> **Objective a**
Decide whether each statement agrees with the text about God and life elsewhere in the universe, answering yes or no and quoting the deciding words: (i) Dame Julian of Norwich had her visions as a teenager. (ii) The boy who asked why he could not see God was seven years old. (iii) In Julian's vision, God held a thing no bigger than an acorn.

* * * * * * * * *

You know, when I was a small boy, there were still people who said that, so far as we knew, life only existed here and nowhere else in all the vast universe. They couldn’t know that, of course, but they thought it likely, and they said that that meant we were a mere fluke. God couldn’t care about us, if he existed, and so the Bible’s story was so much beautiful claptrap.
Well, nowadays, there are all kinds of people who confidently tell us that surely the universe is full of life, and probably some of it is intelligent life. Once again, they can’t know that without evidence that so far hasn’t turned up, but they are very confident about it. And that means that any God we can imagine we be just that – our imagination – and that other peoples’ existence surely implies that the Bible’s story of a God interested in Earth is so much self-flattering hoo-hah.
So, if you’re following this argument, that means that if there’s life nowhere else but here, God doesn’t exist; but if there’s life elsewhere, God doesn’t exist. Have you noticed how that works? It doesn’t matter how the skeptic argues, the answer is always the same. And actually, in both cases, the skeptic is playing a trick of perspective – like the tourist standing in New York harbor holding his fingers like this, so that it appears the Statue of Liberty is only 5” tall and he’s nabbed it. Either God is too big to care about puny little us, or he’s too small to be the God of alien races as well as our own. But who says so?
The Biblical story is of a God who speaks the universe into existence, and who orders it minutely for his purposes. This is a God of vast power; every grain of cosmic dust is known to him, and all that he has made reflects his glory. Dame Julian of Norwich, a 14th Century mystic, had a series of visions as a teenager, and retired from the world to pray about them over the rest of her life. In one of those visions, she saw God walking amidst the void, with a thing in his hand no bigger than a walnut. And when she asked him what it was, he replied, “That is all that is made.”
I remember once calling upon a new family in the church I was pastoring, and there was a bright little five year old boy in that family, who asked me, “How come when I look up to heaven, I can’t see God?”
And I replied that all the things that we can see, even with our biggest telescopes – billions of stars and galaxies and all the vast reaches of space – are one, made thing, like a vast house. And all the doors are closed and all the windows’ curtains are drawn shut, so no matter how far we look in any direction, we cannot see outside the house that we live in. He asked, “Then where is God?”
And I said, “Oh, he’s outside in the yard. That’s where all the fun is. And some day, we won’t be shut up inside this house, this universe, like someone who’s sick, but we will be well enough to leave it, and go outside and play with God.”

* * * * * * * * *

> **Objective b**
In the records, rename "set one point" to "place one marker" in the lines running from the one holding "Practice step: set one point on each instance of the white" through the end of the records, inclusive, and give only those lines back with nothing else changed.

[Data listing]
* * * * * * * * *

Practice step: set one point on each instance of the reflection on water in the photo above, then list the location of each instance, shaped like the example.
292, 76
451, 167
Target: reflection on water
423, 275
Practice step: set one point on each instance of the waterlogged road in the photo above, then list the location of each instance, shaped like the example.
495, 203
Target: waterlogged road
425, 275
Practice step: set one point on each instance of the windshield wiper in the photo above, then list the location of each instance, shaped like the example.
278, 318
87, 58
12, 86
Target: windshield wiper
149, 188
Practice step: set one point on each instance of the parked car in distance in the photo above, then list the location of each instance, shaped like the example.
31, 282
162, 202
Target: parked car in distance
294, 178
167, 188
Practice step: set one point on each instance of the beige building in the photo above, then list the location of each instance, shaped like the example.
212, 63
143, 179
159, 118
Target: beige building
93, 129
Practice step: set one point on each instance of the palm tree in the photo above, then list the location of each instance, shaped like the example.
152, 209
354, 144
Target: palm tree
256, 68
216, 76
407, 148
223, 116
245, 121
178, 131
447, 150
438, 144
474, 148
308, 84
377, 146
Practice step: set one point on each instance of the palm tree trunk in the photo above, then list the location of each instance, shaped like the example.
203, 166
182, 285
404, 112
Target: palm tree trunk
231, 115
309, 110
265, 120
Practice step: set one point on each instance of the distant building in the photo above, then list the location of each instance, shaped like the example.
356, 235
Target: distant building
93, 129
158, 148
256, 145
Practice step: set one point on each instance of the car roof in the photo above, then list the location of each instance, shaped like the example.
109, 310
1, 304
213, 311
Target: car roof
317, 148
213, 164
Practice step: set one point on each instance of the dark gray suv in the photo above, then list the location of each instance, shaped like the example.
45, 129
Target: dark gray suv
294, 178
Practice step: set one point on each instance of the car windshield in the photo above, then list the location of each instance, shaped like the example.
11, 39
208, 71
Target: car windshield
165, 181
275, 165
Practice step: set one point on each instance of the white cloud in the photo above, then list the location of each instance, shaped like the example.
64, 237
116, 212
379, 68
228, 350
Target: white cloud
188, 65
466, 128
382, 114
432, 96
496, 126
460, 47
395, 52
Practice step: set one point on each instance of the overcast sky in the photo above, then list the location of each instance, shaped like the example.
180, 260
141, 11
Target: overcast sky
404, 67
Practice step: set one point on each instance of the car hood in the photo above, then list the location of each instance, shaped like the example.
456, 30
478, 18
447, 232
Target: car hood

* * * * * * * * *

> **Result a**
(i) Yes: "had a series of visions as a teenager"
(ii) No: "a bright little five year old boy"
(iii) No: "with a thing in his hand no bigger than a walnut"

> **Result b**
Practice step: place one marker on each instance of the white cloud in the photo above, then list the location of each instance, shaped like the example.
64, 237
116, 212
379, 68
228, 350
Target: white cloud
188, 65
466, 128
382, 114
432, 96
496, 126
460, 47
395, 52
Practice step: place one marker on each instance of the overcast sky in the photo above, then list the location of each instance, shaped like the example.
180, 260
141, 11
Target: overcast sky
404, 67
Practice step: place one marker on each instance of the car hood in the photo above, then list the location of each instance, shaped like the example.
456, 30
478, 18
447, 232
Target: car hood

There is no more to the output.